[Records of labeled points]
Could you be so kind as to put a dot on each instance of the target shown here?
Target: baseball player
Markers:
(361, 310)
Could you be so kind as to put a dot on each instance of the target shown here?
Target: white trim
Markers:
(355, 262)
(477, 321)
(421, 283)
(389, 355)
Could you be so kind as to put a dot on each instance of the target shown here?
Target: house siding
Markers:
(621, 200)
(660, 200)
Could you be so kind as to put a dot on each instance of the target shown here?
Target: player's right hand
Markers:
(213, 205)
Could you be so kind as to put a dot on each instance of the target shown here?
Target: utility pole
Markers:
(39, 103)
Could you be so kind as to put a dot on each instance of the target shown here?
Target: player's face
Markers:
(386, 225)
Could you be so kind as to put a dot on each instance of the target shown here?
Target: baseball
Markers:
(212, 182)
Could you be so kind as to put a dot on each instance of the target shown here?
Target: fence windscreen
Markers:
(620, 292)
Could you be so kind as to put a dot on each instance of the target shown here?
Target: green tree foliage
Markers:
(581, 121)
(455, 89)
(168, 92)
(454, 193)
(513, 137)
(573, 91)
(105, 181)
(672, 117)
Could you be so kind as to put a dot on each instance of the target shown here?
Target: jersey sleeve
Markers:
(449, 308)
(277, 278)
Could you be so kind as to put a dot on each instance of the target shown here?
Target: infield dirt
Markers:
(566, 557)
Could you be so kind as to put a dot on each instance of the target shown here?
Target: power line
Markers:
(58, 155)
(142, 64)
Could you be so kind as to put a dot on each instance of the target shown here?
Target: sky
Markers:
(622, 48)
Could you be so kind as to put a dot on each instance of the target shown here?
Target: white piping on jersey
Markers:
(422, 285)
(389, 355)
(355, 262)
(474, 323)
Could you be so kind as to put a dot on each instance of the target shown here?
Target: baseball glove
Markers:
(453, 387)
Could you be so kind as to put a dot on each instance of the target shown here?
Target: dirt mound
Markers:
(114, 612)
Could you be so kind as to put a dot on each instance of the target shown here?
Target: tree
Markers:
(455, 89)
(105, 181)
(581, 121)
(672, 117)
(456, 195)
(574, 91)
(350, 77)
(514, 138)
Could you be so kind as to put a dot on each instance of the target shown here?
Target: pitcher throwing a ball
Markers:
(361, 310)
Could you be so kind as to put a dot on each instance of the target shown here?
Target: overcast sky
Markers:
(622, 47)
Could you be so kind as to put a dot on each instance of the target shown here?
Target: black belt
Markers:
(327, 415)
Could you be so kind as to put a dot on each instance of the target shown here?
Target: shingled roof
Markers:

→ Exercise directions
Repeat the material in full, exactly as it stands.

→ Task solution
Could you be so kind as to put a dot on each instance of the target shown here?
Target: baseball player
Markers:
(361, 310)
Could you be so kind as to put a dot on each instance of the target shown here?
Target: white trim
Markers:
(355, 262)
(477, 321)
(421, 283)
(389, 355)
Could you be so kind as to put a dot on each instance of the target shown here?
Target: house siding
Markers:
(621, 200)
(660, 200)
Could you be so kind as to put a dot on each instance of the target shown here?
Target: player's right hand
Markers:
(213, 205)
Could you be so kind as to put a dot on each instance of the target shown here?
Target: utility pole
Markers:
(39, 103)
Could you be so kind as to put a dot on each instance of the target shown here?
Target: player's face
Markers:
(386, 225)
Could you be so kind as to put a dot on each instance of the target shown here?
Target: baseball
Markers:
(212, 182)
Could you be so kind as to put a dot on each instance of the target shown here?
Target: fence windscreen
Markers:
(620, 292)
Could you be so kind as to put a dot on each instance of the target shown here?
Target: green tree foliage
Markers:
(581, 121)
(455, 89)
(168, 92)
(454, 193)
(513, 137)
(573, 91)
(105, 181)
(672, 117)
Could you be so kind as to put a dot on each instance of the target shown here?
Target: jersey sleeve
Markers:
(449, 308)
(277, 278)
Could you be so kind as to put a dot on each instance of the target shown here?
Target: infield dirt
Markers:
(566, 557)
Could you be so kind as to put a dot on each instance of the target shown here?
Target: power line
Markers:
(58, 155)
(142, 64)
Could you be so kind as to put a dot on each instance of the target shown here?
Target: sky
Markers:
(622, 48)
Could you be so kind as to put a dot on each instance of the target shown here?
Target: white piping on jersey
Markers:
(422, 285)
(389, 355)
(355, 262)
(474, 323)
Could you be so kind as to put a dot on each instance of the target shown here?
Target: baseball glove
Markers:
(453, 387)
Could you be so kind as to put a dot on each instance of the target shown here?
Target: dirt mound
Markers:
(114, 612)
Could you be so kind as to put a dot on each instance of the target shown here?
Target: tree
Markers:
(455, 89)
(105, 181)
(581, 121)
(672, 117)
(456, 195)
(574, 91)
(350, 77)
(514, 138)
Could you be so kind as to put a dot on each instance of the target shown here?
Target: pitcher throwing a ball
Markers:
(361, 310)
Could you be so kind as to put a dot on each instance of the target shown here?
Target: overcast sky
Markers:
(622, 47)
Could you be so kind as to put a dot on each instance of the target shown here?
Target: black belt
Markers:
(327, 415)
Could you be so kind as to put a dot on each instance of the target shown here?
Target: shingled roof
Markers:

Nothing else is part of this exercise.